| WHAT THE TASK REQUIRES |
Return every line of the data below exactly, but do not include the images.

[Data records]
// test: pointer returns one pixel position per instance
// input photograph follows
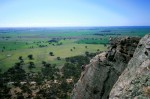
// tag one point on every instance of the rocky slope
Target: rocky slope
(134, 82)
(101, 74)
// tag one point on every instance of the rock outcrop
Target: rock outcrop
(134, 82)
(101, 74)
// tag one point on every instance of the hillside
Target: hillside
(121, 72)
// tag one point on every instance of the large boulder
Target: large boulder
(100, 75)
(134, 82)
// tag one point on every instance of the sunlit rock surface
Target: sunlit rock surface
(101, 74)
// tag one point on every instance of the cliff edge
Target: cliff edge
(134, 82)
(101, 74)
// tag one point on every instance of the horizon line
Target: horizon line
(71, 26)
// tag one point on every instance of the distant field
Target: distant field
(70, 42)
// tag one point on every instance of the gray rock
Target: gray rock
(103, 71)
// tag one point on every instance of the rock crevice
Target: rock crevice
(104, 69)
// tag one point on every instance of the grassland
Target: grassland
(22, 42)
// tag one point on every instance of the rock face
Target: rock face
(134, 82)
(101, 74)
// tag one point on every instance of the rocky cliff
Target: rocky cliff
(101, 74)
(134, 82)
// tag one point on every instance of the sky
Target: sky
(61, 13)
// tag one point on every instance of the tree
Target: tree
(44, 63)
(58, 58)
(31, 65)
(51, 53)
(30, 56)
(20, 58)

| RESULT OF THIS EXERCISE |
// test: pointer returns one pixel position per instance
// input photograph follows
// tag one point on every instance of the rocky slope
Target: rocky slope
(134, 82)
(101, 74)
// tag one point on every instance of the rock outcrop
Target: rock outcrop
(134, 82)
(101, 74)
// tag one point on every instance of the hillside
Target: hillside
(121, 72)
// tag one point on every instance of the large boulder
Target: large boulder
(100, 75)
(134, 82)
// tag one point on every instance of the sunlit rock surface
Target: sunlit rock surface
(101, 74)
// tag one point on every instance of the cliff edge
Target: cliff edge
(134, 82)
(101, 74)
// tag one point on every instance of the horizon line
Target: horizon line
(71, 26)
// tag one point on every instance of the distant field
Target: distant field
(70, 42)
// tag one point on every instance of the gray rock
Target: gray rock
(103, 71)
// tag one point on every instance of the rock crevice
Target: rock crevice
(104, 69)
// tag one point on every instance of the grassland
Target: grassland
(22, 42)
// tag one point on every instance of the rock face
Target: rock face
(134, 82)
(101, 74)
// tag one point on every instance of the rocky cliff
Target: rocky cliff
(101, 74)
(134, 82)
// tag one point on every instance of the sky
Target: sky
(61, 13)
// tag one point on every instance of the tree
Target: tree
(44, 63)
(58, 58)
(31, 65)
(51, 53)
(30, 56)
(20, 58)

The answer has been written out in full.